Exercise materials:
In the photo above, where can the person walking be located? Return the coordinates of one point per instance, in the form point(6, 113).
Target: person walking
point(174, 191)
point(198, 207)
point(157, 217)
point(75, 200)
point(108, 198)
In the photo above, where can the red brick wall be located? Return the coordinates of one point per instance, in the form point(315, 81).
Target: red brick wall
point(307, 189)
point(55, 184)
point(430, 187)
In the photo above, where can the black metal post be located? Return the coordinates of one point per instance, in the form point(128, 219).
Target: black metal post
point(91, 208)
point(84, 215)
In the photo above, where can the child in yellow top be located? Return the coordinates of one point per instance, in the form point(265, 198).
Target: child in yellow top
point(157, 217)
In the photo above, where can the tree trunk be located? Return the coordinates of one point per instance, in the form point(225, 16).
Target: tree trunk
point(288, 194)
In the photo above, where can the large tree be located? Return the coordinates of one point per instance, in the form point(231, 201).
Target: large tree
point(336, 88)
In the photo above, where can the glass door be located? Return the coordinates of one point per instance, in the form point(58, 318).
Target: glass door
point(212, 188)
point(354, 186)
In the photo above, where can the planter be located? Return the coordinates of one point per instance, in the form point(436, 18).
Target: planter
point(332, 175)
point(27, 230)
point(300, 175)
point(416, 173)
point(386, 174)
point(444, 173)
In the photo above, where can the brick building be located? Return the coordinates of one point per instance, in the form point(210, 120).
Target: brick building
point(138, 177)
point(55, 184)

---

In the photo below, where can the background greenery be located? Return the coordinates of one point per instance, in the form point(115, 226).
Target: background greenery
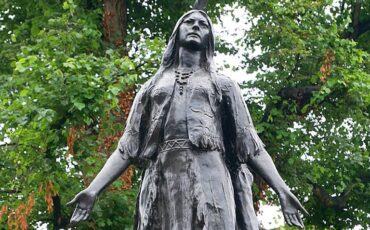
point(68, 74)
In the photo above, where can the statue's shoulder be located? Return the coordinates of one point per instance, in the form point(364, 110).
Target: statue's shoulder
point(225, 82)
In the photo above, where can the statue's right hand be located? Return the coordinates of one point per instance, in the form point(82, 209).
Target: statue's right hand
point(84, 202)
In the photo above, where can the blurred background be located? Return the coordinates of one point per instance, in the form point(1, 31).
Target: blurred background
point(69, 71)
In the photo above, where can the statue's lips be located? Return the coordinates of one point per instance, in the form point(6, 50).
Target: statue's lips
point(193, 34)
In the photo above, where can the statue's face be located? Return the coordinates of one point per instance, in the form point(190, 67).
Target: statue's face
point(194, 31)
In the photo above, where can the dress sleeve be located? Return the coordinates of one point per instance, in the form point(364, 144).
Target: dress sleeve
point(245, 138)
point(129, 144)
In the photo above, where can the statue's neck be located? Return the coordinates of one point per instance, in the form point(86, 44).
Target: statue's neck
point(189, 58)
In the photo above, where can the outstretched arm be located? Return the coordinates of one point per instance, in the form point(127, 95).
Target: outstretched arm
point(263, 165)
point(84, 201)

==

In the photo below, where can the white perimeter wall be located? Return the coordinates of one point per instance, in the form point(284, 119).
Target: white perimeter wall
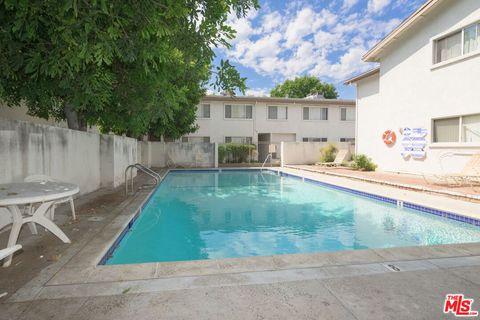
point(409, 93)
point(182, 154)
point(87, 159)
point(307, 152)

Exercise directions: Copy everything in the records above, from the line containing "In the photo above, where can the statue's face" down to the line containing "point(84, 201)", with both of those lines included.

Response to the exercise:
In the photo above, where can the statue's face be located? Return the coordinates of one point per instance, in the form point(190, 67).
Target: statue's face
point(194, 31)
In the photo above, where can the dress sleeve be located? Return the coordinates of one point per instance, in the form point(364, 144).
Target: dress sleeve
point(245, 138)
point(129, 144)
In the photo above, where can the statue's neck be located? Return the coordinates of one point per instance, in the form point(86, 44).
Target: statue's neck
point(189, 58)
In the photo above, where can the outstretched arm be located? Return the coordinates of one point per instance, in the form point(127, 95).
Target: outstretched arm
point(263, 165)
point(84, 201)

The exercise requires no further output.